Since the structuring surface sites for (H2O) water are so closely packed together in cells, it is understandable why liquid crystalline (EZ, H3O2) water would be so much more apparent to individuals observing cells than workers performing non-cellular work observing water under a microscope. This in turn raises a different question: why are cells designed to create so much liquid crystalline water (H3O2)?

Mysteries of the Cell

In the previous article, I discussed a common issue I observe within science. When an incorrect model is utilized to explain a natural process, discrepancies between the model and reality will inevitably appear. One would expect that when this happens, it would encourage those espousing the erroneous model to re-examine their model, but instead, since so much has been invested into that model, they instead will denounce any challenges to it, and come up with innumerable creative ways to explain away each failure of the existing model.

Consider, for example, the initial promises of the vaccines (if you get two doses, you are told that you will be completely immune, transmission will stop, and COVID-19 will rapidly fade into memory). Since the clinical trials for the vaccines were fraudulent, none of the vaccines’ promises materialized, and the COVID situation instead, became worse. However, instead of healthcare authorities (and the medical community) admitting their mistake and switching to a different approach for managing COVID-19, they doubled down on the vaccine mandates and moved the goal posts more times than I can count on exactly what mass-forced vaccination (and boosting) was supposed to accomplish.

Likewise, with cell biology, our knowledge of the cell is surprisingly primitive and the existing models often fail to explain what occurs within the cellular environment. However, since better models are not within the grasp of the scientific community, we have been forced to continually patch the existing models so that they can account for the innumerable mysteries of life.

At this point, I believe one of the key causes of this situation is scientific research becoming distorted to prioritize focusing on discoveries that industry can profit from. For example, immunology holds a narrow focus on the aspects of the immune system, which can be targeted by vaccination or proprietary drugs, and because this has left many other components of the immune response neglected, leading to it being commonly referred to as one of the least understood systems in the body. Similarly, since pharmaceutical drugs often work by affecting receptors and channels in cells, cellular biology has adopted a narrow-minded focus on those aspects of a cell.

Fortunately, the liquid crystalline (EZ) phase of water provides a variety of explanations for many of the phenomena that the existing models do not adequately address. In this article, I will focus upon a few of them.

Note: Much of what is discussed in this article is covered in more detail within these three books (similarly, the majority of the references for this article are sourced from these books, so I will not repetitively cite them throughout the article). If you wish to further study the subject yourself, I would recommend reading those books (all authored by Gerald H. Pollack) in this order:

The Fourth Phase of Water: Beyond Solid, Liquid, and Vapor (2013)


Cells, Gels and the Engines of Life: A New, Unifying Approach to Cell Function (2001)


Phase Transitions in Cell Biology (2008)—
this is the most technical of the three.

Cellular Integrity

One of the major puzzles of biology is the immense durability that cells have. If you consider the classic model—cells being bags of liquid contained within a fluid mosaic membrane, it should be effortless for external forces to “pop” cells and have all of their contents spill out. Yet in most cases, cells maintain their integrity despite significant stressors.

Cells can survive traumas, including being guillotined in half, drawn and quartered (so specific components can be isolated and worked with—such as when performing in vitro fertilization), or shot full of holes with electrical bullets, each of which one would expect would be sufficient to “pop” them. However, in each instance, cellular integrity of the remaining component persists.

▸ MATERIAL PROVIDED
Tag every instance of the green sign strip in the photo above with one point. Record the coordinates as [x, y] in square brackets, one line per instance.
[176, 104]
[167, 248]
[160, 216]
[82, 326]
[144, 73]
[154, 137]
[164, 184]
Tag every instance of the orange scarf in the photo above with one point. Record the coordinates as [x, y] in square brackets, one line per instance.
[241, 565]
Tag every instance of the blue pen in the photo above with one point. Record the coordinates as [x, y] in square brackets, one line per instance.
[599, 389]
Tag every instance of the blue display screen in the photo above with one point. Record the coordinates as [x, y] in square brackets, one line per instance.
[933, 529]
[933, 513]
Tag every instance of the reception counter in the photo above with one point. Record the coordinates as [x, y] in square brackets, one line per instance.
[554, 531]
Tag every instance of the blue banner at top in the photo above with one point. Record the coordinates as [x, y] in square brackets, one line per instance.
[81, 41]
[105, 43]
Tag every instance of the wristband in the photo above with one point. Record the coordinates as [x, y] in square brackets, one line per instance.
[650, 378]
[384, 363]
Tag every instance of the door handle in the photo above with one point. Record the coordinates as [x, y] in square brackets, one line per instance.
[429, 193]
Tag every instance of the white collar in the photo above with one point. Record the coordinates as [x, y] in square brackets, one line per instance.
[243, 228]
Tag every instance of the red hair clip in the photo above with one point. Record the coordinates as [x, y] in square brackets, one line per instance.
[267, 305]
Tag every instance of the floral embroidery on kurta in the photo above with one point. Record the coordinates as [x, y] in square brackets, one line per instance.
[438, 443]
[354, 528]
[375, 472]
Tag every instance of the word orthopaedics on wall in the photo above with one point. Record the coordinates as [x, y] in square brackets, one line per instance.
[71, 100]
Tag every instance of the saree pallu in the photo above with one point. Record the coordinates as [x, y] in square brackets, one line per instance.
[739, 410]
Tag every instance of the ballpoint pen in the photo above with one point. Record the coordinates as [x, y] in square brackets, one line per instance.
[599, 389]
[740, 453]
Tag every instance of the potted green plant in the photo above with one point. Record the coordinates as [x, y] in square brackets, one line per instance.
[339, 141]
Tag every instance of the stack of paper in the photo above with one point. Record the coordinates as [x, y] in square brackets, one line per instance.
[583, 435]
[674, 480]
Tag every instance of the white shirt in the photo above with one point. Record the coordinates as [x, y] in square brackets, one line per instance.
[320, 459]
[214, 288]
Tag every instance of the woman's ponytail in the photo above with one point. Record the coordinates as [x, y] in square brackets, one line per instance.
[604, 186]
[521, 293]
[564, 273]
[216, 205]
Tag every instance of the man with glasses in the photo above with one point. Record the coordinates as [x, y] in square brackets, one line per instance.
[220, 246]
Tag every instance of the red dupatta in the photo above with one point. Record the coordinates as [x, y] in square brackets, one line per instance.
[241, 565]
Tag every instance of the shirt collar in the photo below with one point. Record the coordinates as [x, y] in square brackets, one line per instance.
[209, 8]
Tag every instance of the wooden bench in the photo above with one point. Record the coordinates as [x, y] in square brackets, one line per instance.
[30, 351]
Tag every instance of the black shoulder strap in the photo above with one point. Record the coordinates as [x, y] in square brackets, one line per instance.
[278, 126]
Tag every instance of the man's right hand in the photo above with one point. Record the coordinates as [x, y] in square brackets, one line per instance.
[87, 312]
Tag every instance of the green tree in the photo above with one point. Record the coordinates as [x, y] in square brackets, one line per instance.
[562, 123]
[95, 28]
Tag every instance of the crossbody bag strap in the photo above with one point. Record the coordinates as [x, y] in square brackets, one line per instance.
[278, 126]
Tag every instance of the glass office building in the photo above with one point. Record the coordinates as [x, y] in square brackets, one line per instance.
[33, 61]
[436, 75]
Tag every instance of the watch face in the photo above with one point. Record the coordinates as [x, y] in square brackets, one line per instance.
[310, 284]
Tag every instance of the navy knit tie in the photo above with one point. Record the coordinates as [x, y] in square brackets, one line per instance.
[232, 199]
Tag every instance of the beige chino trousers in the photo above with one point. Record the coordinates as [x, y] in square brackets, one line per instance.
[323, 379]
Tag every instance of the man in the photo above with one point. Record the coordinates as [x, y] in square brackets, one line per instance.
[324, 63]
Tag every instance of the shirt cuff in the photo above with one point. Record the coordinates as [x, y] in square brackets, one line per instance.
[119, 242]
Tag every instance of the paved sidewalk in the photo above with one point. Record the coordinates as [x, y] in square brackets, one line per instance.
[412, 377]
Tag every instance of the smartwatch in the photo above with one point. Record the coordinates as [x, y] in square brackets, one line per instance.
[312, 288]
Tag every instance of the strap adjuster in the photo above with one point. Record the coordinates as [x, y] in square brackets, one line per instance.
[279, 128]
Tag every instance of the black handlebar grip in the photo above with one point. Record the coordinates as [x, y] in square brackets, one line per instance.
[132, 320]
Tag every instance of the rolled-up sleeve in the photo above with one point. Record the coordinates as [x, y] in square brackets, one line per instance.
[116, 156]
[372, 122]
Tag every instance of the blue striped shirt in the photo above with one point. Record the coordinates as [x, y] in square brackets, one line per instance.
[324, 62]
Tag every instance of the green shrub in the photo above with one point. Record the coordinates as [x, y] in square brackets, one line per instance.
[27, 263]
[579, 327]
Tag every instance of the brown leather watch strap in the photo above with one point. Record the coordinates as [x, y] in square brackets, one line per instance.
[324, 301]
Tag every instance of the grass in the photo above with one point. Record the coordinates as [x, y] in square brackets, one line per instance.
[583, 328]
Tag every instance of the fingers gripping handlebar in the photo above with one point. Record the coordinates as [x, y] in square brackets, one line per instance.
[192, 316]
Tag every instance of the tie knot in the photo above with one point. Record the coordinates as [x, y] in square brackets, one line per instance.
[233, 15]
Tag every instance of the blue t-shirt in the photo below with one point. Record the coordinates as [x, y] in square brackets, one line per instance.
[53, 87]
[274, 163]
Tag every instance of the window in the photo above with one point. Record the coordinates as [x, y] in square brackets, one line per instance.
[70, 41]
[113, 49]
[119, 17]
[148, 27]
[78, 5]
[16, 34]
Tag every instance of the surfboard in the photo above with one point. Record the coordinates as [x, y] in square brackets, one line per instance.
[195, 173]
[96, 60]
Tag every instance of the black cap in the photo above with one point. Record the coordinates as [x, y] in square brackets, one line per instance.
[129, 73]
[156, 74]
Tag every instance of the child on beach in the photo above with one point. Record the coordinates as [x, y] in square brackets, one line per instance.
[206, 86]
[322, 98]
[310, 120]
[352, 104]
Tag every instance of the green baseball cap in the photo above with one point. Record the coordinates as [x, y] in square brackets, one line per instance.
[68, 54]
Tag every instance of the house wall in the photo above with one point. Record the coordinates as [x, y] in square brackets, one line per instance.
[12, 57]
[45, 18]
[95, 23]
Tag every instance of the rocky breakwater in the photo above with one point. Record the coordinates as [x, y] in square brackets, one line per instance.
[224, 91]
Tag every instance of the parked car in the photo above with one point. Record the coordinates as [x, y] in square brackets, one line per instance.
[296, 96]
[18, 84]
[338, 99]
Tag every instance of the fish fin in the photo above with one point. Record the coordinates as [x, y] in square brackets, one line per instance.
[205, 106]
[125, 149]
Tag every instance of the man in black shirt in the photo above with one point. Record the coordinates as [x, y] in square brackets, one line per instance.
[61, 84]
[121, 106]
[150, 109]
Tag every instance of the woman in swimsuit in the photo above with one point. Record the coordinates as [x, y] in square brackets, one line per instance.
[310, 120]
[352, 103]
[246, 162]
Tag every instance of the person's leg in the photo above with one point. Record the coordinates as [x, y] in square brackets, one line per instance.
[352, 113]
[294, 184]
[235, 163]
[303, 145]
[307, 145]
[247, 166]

▸ CHECK YOUR UNDERSTANDING
**1)** List every book that the article on water in cells recommends reading.
**2)** According to the article on water in cells, why has cellular biology adopted a narrow focus on receptors and channels? Answer in one to three sentences.
**3)** Extend the article on water in cells, starting after its final sentence about cellular integrity persisting.

▸ WRITTEN RESPONSES
**1)**
- The Fourth Phase of Water: Beyond Solid, Liquid, and Vapor (2013)
- Cells, Gels and the Engines of Life: A New, Unifying Approach to Cell Function (2001)
- Phase Transitions in Cell Biology (2008)

**2)** Scientific research has been distorted to prioritize discoveries that industry can profit from. Pharmaceutical drugs often work by affecting receptors and channels in cells, so cellular biology has narrowed its focus to those parts of the cell.

**3)**
Similarly, if the membrane from a cell is removed, its internal contents remain in place rather than rapidly disappearing. It has also been known for over 50 years that if muscle fibers lose their membranes, their functional ability (creating a contractile force) remains intact.

Three clues help to explain these phenomena. The first is that—as Pollack has shown—water droplets have a remarkable amount of integrity, and like cells, will maintain their integrity (and subsequently fuse back together) if a micro-blade is used to guillotine them in half. The second is that Pollack has also shown water droplets contain a significant degree of liquid crystalline water which likely is what confers their integrity. The third is that the water molecules in cells predominantly exist within gels, which are composed of that same liquid crystalline water. Put differently, this means that a cell’s stability is largely a property of its water holding it together rather than the external structure which encapsulates it.

Another important aspect of cellular architecture should now be considered. As the conditions for liquid crystalline water formation are present throughout the cell (negatively charged hydrophilic surfaces and ambient infrared energy), the cells should rapidly be filling themselves with liquid crystalline water layers hundreds of micrometers in thickness. Yet, throughout the cells, the surfaces are often only fractions of a micrometer apart. This means that the structure of the cell depends upon the growth of liquid crystalline water, but simultaneously constrains that crystalline structure from growing to its full size.

Biotensegrity

Classically in architecture, buildings are created by having strong skeletons upon which the rest of the structure rests. For example, in the old days, we frequently used stone pillars; nowadays, skyscrapers require steel superstructures to meet the needs of these buildings:

water

This model often does not work within living organisms, because life, unlike those buildings, requires rapid movement, and the organisms simply cannot produce solid structures with the same strength as steel beams. However, an alternative and more complex architectural model has been developed which is frequently utilized by those who embrace complexity.

Tensegrity (short for tensional integrity), was a model first put forward by Buckminster Fuller. It posits that if a series of non-compressible structures are linked together by a lattice of elastic connections (which can store tension when stretched), a much stronger structure is created. This is because any force the structure receives will be equally distributed through each of those elastic connections rather than concentrating on a single component (e.g., the stone pillar), and thus, much less likely to exceed the breaking point of any single structural component.

Fuller’s work subsequently inspired numerous buildings to be built on the principles of tensegrity. This is a classic picture of him holding a tensegrity sphere he made:

water

Biotensegrity encapsulates the realization that this same system also occurs throughout nature. For the human body, at each level of organization, a linked tensile matrix is present that confers its stability. One French hand surgeon, Jean-Claude Guimberteau, has likewise done a remarkable job of demonstrating the presence of linked tensile structures at the level of fascia (a connective tissue present throughout the body many manual therapists work with), through small (magnified) cameras placed in the body during minimally invasive surgeries:

Note: at the magnification scale used here and in his other videos, liquid crystalline water can be directly observed coating these structures. Also note its lubricating quality that allows the structures to slide past each other. This lubrication is extremely important and a variety of problems set in when it is lost.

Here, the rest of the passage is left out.